Además de ser uno de los sitios elegidos por los amantes del buceo, ese punto se convirtió en un centro neurálgico de la historia de la isla luego del desembarco de 1500 exiliados cubanos apoyados por Estados Unidos para sacar del poder a Castro en 1961. Todos los testimonios del enfrentamiento en el que salió vencedor el gobierno de Fidel están en el museo municipal de Playa Girón.
Más allá de los jineteros, los cubanos son solidarios con el conductor. En varias oportunidades me ayudaron a arrancar el Geely. Como cuando dejé prendidas las luces y me quedé sin batería. "Empujen ahora", dijo uno y otros tres lo siguieron. "No hay caso, tienes que llamar a Cubacar", me desalentó otro. Pero un taxista ingenioso logró salvarme; como no tenía el cable para pasar energía de auto a auto, sacó la batería de su coche y la conectó con el mío. Gracias a eso volví al camino y él se convirtió en mi verdadero héroe de Girón. La escena se repetiría dos veces con otros mecánicos espontáneos sin esperar nada a cambio.

-- TAREA A --
Indica si cada afirmación concuerda con el fragmento sobre Playa Girón y responde sí o no, citando textualmente las palabras decisivas: (i) el desembarco de 1961 lo hicieron 1500 exiliados cubanos con apoyo de Estados Unidos; (ii) el taxista usó un cable para pasar energía de su auto al Geely; (iii) la ayuda de mecánicos espontáneos se repitió dos veces más.
-- TAREA B --
Escribe la continuación del fragmento sobre el viaje en auto por Cuba, a partir de su última oración.
Las filas no tienen ningún papel aquí.

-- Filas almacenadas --

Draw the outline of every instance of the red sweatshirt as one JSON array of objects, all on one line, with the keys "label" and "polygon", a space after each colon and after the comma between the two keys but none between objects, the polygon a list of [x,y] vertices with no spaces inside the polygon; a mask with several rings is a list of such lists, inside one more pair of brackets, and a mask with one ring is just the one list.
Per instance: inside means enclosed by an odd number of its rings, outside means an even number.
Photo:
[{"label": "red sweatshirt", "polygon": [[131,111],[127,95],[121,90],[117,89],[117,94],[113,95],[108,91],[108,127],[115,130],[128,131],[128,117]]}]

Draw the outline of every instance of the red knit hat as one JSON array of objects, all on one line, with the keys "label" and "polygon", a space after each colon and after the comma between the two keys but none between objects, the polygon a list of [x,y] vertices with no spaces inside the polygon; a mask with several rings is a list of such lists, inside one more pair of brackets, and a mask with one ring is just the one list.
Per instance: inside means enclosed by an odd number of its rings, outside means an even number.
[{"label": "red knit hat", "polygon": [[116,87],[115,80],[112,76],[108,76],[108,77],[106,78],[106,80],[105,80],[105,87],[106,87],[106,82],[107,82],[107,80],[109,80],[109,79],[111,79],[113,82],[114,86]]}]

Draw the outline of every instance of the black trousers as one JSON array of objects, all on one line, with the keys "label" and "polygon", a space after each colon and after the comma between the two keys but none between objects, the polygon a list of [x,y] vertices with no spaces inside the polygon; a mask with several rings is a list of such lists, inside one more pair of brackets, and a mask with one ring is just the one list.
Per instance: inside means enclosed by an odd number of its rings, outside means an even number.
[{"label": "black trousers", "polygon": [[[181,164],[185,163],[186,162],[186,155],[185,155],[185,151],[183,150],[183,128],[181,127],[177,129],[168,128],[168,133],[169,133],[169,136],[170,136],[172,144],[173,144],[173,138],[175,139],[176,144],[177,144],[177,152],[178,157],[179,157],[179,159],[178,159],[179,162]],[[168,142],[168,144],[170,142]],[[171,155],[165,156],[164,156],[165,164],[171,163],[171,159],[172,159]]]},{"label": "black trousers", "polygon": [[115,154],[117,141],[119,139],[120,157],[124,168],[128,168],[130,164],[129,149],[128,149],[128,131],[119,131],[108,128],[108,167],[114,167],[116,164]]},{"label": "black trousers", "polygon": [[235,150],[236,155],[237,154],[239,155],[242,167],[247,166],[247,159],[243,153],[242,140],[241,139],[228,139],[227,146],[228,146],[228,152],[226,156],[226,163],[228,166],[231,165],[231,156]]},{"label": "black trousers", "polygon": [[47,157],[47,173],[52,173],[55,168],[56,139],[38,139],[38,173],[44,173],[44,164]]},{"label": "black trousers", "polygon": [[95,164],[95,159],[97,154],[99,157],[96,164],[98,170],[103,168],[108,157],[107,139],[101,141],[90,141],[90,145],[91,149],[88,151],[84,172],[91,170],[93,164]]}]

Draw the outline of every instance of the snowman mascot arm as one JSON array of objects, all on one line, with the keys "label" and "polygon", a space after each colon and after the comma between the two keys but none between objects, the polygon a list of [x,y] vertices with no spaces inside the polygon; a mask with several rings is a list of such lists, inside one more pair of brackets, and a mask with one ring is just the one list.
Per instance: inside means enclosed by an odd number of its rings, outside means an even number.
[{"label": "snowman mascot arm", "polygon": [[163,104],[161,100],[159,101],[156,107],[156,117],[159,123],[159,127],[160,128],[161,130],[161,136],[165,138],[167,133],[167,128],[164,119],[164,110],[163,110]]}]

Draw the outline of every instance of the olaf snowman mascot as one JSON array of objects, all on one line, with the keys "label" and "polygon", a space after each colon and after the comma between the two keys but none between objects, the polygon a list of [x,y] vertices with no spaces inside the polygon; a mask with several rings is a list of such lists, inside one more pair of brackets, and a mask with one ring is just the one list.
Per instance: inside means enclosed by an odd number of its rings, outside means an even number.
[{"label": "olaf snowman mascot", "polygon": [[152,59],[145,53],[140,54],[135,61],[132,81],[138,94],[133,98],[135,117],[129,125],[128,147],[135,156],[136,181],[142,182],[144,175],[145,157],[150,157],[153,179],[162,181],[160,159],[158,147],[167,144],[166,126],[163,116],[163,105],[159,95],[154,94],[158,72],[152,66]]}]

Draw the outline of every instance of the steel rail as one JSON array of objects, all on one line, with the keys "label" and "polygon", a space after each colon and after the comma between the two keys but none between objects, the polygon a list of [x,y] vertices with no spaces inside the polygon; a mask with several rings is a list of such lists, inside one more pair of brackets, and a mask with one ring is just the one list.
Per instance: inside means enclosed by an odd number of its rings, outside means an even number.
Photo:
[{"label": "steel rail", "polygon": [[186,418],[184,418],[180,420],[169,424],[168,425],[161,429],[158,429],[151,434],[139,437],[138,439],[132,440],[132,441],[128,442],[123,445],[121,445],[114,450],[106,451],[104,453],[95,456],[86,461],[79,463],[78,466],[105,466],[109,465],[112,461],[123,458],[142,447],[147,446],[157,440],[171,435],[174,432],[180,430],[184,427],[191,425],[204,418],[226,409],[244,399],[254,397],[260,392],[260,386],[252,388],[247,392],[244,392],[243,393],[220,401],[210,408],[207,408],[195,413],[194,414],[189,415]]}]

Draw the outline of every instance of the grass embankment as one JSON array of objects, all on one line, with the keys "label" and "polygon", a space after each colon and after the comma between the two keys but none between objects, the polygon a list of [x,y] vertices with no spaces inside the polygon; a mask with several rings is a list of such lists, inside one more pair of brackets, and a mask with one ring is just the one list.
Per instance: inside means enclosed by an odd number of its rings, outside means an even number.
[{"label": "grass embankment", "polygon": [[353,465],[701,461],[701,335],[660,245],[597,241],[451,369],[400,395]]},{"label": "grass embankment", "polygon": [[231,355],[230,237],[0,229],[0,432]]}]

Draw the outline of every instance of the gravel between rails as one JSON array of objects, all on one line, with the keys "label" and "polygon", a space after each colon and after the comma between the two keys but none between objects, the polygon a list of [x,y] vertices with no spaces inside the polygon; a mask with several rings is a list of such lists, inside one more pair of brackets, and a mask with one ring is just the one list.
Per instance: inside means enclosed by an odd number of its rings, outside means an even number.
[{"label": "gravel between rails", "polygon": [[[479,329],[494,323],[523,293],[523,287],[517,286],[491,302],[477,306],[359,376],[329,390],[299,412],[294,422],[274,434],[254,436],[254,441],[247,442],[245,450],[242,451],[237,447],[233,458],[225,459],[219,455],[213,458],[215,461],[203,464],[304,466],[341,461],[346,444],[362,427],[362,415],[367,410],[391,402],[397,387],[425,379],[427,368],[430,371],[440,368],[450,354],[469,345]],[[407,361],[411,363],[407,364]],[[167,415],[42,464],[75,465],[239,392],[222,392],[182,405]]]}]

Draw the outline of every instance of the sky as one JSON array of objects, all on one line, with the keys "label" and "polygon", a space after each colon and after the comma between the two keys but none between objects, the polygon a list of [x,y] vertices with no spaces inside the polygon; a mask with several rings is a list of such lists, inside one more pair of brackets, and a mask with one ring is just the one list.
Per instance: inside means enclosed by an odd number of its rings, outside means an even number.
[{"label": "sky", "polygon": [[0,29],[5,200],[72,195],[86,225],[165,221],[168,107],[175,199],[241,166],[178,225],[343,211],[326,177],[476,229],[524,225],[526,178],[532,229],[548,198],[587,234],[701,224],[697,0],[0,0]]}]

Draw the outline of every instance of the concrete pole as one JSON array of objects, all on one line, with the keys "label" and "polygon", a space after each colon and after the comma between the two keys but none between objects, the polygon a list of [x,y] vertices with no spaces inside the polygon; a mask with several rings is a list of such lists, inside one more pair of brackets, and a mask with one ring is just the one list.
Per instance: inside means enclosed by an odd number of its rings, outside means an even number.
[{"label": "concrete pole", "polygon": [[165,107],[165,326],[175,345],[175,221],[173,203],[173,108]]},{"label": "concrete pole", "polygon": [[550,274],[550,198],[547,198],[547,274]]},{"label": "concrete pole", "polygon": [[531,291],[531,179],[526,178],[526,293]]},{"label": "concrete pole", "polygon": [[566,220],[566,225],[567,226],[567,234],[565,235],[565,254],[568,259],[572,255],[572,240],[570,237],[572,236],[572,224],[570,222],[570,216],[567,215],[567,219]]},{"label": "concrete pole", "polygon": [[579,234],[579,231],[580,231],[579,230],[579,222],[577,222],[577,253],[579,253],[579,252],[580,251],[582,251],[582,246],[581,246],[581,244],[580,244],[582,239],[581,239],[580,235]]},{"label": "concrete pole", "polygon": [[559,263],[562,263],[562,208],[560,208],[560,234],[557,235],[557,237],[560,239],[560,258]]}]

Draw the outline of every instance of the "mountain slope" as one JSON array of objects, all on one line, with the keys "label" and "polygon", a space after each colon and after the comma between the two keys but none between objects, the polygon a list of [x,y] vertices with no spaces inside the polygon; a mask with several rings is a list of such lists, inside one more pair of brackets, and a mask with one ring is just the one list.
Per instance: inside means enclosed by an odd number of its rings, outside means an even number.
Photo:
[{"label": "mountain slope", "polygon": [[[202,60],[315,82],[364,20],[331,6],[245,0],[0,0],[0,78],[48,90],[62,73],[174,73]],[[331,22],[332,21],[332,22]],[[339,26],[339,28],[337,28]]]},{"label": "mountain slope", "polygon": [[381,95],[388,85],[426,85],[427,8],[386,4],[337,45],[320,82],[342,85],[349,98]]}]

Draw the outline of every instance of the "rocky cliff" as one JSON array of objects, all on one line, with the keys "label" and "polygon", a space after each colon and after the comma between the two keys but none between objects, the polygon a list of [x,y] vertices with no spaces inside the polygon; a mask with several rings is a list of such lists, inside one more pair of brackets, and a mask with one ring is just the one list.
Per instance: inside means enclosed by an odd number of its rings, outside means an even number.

-- RESPUESTA ESCRITA A --
(i) Sí: «luego del desembarco de 1500 exiliados cubanos apoyados por Estados Unidos para sacar del poder a Castro en 1961».
(ii) No: «como no tenía el cable para pasar energía de auto a auto, sacó la batería de su coche y la conectó con el mío».
(iii) Sí: «La escena se repetiría dos veces con otros mecánicos espontáneos sin esperar nada a cambio».

-- RESPUESTA ESCRITA B --
Lluvia en Cienfuegos

La ruta continuó hacia el sudeste, unos 95 kilómetros, un paseo corto para ver la arquitectura neoclásica característica de la plaza central de Cienfuegos, donde adolescentes jugaban al fútbol debajo de una lluvia torrencial. Y, después de otra hora y media al volante, Trinidad. Fundada en 1514, es una de las ciudades coloniales mejor conservadas de América. Basta con explorar su centro histórico para entrar en una paradoja temporal.
Pero ahí manejar se hizo imposible. En plena temporada de lluvias (mayo), a las cuatro de la tarde un diluvio efímero amenazó con dejarme en medio de la ruta. Por las calles empedradas de esa ciudad, declarada Patrimonio de la Humanidad, había tanta agua, que parecía como si cruzara un río. Por unos minutos, el auto fue lancha. Al otro día me enteré de que el agua potable hacía meses que escaseaba. Caminé por el piso adoquinado y, entre la casa de la música y la iglesia amarillo pastel, escuché la historia de los ingenios azucareros y de cómo toda la isla vivía de ese cultivo. Alrededor, las montañas del Escambray y el sonido de las olas de Playa Ancón, ayudaban a terminar de entender el relato.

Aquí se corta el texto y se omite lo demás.